--- Begin INFORMATION GIVEN ---
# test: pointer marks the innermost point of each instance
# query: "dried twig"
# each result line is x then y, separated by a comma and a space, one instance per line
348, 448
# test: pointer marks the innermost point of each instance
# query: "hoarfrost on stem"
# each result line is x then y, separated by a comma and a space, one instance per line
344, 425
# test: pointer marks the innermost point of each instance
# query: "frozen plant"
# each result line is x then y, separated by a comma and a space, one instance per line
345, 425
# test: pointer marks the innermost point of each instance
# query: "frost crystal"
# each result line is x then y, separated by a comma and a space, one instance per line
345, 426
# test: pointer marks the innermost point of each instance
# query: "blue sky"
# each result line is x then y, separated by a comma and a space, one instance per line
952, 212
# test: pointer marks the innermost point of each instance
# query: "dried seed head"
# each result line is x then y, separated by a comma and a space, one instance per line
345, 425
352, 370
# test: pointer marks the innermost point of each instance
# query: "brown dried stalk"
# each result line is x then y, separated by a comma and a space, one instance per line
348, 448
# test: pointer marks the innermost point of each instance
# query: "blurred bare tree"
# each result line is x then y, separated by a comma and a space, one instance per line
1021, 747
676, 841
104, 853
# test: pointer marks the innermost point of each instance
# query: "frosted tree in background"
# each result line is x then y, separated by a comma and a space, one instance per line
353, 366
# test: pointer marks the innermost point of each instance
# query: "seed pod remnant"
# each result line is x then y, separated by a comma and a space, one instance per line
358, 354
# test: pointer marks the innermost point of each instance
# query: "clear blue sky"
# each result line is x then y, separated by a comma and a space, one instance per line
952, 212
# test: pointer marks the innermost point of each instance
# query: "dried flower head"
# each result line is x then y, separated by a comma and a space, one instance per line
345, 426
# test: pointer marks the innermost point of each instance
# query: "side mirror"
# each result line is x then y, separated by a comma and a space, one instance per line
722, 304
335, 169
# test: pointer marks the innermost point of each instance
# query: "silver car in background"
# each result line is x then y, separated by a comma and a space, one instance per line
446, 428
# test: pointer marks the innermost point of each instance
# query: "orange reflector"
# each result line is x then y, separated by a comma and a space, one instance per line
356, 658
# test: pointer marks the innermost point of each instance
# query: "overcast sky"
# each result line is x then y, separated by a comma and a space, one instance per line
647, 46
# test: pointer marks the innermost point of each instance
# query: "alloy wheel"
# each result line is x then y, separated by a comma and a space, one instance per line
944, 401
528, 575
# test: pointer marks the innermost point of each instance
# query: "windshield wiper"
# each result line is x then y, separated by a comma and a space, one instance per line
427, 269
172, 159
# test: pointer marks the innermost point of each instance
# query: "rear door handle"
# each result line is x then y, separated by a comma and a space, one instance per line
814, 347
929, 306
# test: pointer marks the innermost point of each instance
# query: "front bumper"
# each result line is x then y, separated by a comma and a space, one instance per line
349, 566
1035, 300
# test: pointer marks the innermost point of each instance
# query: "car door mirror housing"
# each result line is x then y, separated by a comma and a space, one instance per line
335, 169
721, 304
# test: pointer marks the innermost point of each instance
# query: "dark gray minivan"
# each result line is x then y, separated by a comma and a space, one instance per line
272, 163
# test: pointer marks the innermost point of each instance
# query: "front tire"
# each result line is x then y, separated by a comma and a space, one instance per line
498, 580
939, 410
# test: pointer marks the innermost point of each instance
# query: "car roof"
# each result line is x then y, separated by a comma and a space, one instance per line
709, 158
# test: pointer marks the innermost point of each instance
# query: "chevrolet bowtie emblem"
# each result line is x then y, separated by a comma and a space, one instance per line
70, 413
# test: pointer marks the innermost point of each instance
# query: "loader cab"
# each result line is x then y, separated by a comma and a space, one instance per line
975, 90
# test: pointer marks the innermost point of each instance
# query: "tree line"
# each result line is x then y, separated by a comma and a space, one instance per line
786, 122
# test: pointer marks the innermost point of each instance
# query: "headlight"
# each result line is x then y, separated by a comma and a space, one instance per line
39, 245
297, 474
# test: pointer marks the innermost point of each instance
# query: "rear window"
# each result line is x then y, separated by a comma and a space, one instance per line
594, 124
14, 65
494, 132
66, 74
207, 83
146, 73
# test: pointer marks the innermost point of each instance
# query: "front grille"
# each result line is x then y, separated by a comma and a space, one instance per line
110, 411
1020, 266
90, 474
--- End INFORMATION GIVEN ---
EXERCISE AIM: Count the lines in the records above that contain the word "rear". Give only the number.

FINAL RESULT: 2